> _THE PROBLEM_
Set down all the entries again, word for word.

=== DATA FOR PROCESSING ===

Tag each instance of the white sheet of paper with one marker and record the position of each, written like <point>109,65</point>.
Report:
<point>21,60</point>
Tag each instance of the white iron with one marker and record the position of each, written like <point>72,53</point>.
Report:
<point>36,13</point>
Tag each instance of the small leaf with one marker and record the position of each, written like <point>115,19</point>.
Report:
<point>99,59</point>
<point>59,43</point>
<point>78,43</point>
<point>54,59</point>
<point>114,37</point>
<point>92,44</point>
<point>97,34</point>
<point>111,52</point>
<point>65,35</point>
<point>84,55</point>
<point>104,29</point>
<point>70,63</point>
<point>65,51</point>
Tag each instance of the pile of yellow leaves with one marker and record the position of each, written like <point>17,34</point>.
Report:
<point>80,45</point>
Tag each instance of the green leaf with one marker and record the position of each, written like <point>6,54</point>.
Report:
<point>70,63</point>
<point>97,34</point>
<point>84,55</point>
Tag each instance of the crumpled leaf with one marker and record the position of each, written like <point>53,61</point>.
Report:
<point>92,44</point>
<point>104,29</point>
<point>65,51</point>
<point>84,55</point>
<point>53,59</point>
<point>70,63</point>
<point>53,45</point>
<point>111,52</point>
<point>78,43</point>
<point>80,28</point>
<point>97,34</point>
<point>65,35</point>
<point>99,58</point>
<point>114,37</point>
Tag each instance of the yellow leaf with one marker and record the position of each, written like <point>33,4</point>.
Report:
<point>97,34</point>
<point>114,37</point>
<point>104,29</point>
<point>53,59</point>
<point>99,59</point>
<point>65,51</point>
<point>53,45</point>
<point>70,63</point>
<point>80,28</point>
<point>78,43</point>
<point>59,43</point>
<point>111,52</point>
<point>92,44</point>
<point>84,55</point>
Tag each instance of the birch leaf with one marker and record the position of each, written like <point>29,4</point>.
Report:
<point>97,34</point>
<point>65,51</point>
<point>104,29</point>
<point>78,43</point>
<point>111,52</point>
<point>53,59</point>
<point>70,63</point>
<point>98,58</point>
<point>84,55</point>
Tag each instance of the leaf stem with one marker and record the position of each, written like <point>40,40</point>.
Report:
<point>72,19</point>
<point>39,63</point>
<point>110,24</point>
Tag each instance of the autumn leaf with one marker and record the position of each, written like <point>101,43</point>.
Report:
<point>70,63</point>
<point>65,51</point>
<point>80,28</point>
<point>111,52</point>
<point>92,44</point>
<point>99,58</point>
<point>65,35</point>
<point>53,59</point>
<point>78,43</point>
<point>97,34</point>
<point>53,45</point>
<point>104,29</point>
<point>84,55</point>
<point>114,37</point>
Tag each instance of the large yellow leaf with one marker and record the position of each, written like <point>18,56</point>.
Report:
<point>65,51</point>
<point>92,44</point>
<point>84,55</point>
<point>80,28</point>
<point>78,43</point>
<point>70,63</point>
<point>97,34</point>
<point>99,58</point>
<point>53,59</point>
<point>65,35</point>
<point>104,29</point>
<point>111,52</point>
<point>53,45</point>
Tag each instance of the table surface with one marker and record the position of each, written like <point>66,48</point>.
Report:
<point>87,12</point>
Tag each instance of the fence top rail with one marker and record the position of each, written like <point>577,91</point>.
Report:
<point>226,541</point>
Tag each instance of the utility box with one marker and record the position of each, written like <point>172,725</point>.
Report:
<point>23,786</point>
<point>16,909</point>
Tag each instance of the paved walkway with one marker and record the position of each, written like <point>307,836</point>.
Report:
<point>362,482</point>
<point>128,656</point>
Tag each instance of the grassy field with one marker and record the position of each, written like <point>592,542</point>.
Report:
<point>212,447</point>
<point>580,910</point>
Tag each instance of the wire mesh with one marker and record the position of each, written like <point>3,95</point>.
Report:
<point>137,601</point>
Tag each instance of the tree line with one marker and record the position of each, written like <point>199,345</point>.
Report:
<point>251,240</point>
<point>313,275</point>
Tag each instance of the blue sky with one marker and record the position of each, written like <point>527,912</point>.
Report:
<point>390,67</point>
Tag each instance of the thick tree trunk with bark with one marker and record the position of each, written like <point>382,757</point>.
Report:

===

> _THE ANSWER_
Tag each instance of the white sheet of paper with one marker and record the position of each, written like <point>109,65</point>.
Report:
<point>21,60</point>
Tag each instance of the white iron with one marker and record the position of each, written like <point>72,53</point>.
Report:
<point>36,13</point>
Tag each instance of the small leaf with one marker and record the position of each, written like <point>115,19</point>.
Report:
<point>99,59</point>
<point>59,43</point>
<point>78,43</point>
<point>54,59</point>
<point>114,37</point>
<point>92,44</point>
<point>97,34</point>
<point>111,52</point>
<point>65,35</point>
<point>84,55</point>
<point>104,29</point>
<point>70,63</point>
<point>65,51</point>
Tag each instance of the pile of yellow leaves with one marker and record the position of each, written like <point>17,34</point>.
Report:
<point>80,45</point>
Tag each instance of the green leaf with one marker and record the position of each, written like <point>6,54</point>.
Report:
<point>70,63</point>
<point>97,34</point>
<point>84,55</point>
Tag each instance of the crumpled leaf with one marker and record the position of each, written like <point>53,61</point>.
Report:
<point>92,44</point>
<point>104,29</point>
<point>65,51</point>
<point>84,55</point>
<point>53,59</point>
<point>70,63</point>
<point>53,45</point>
<point>111,52</point>
<point>78,43</point>
<point>80,28</point>
<point>97,34</point>
<point>65,35</point>
<point>99,58</point>
<point>114,37</point>
Tag each instance of the yellow leaf with one marker and record the position of each, written like <point>33,4</point>.
Report:
<point>97,34</point>
<point>114,37</point>
<point>104,29</point>
<point>53,59</point>
<point>99,59</point>
<point>65,51</point>
<point>53,45</point>
<point>70,63</point>
<point>80,28</point>
<point>78,43</point>
<point>59,43</point>
<point>111,52</point>
<point>92,44</point>
<point>84,55</point>
Tag each instance of the birch leaf with one marker and record the position of each, written like <point>29,4</point>.
Report:
<point>97,34</point>
<point>65,51</point>
<point>104,29</point>
<point>78,43</point>
<point>111,52</point>
<point>53,59</point>
<point>70,63</point>
<point>98,58</point>
<point>84,55</point>
Tag each instance of the leaf stem with one marker and record the position of each, written like <point>40,40</point>.
Report:
<point>72,19</point>
<point>39,63</point>
<point>110,24</point>
Tag each instance of the autumn leaf with one marker and record the position of each, written like <point>101,43</point>.
Report:
<point>70,63</point>
<point>65,51</point>
<point>80,28</point>
<point>111,52</point>
<point>92,44</point>
<point>99,58</point>
<point>65,35</point>
<point>53,59</point>
<point>78,43</point>
<point>97,34</point>
<point>53,45</point>
<point>104,29</point>
<point>84,55</point>
<point>114,37</point>
Tag each instance of the large yellow leaf with one marker and record the position of each, written like <point>18,56</point>.
Report:
<point>65,51</point>
<point>92,44</point>
<point>84,55</point>
<point>80,28</point>
<point>78,43</point>
<point>70,63</point>
<point>97,34</point>
<point>99,58</point>
<point>53,59</point>
<point>65,35</point>
<point>104,29</point>
<point>111,52</point>
<point>53,45</point>
Tag each instance of the table surface with one marker and record the position of each, written like <point>66,48</point>.
Report:
<point>87,12</point>
Tag each instance of the fence top rail with one marker and record the position of each, written like <point>577,91</point>.
Report:
<point>226,541</point>
Tag each instance of the utility box with one marker and record the position of each, written like <point>172,725</point>.
Report:
<point>23,786</point>
<point>16,909</point>
Tag each instance of the paved walkway with one marker and record the position of each, written like <point>307,836</point>.
Report:
<point>362,482</point>
<point>128,656</point>
Tag each instance of the grassy field with one marker and record the position of each, written like <point>592,542</point>.
Report:
<point>212,447</point>
<point>580,910</point>
Tag each instance of the wire mesh with one marker and record the position of each, written like <point>3,95</point>.
Report:
<point>137,601</point>
Tag each instance of the tree line with one marker and record the position of each, written like <point>199,345</point>.
Report:
<point>251,240</point>
<point>313,275</point>
Tag each instance of the blue sky with one marker and record the position of each, written like <point>527,912</point>.
Report:
<point>390,67</point>
Tag each instance of the thick tree trunk with bark with one marker and record the position of each, written like <point>382,757</point>.
Report:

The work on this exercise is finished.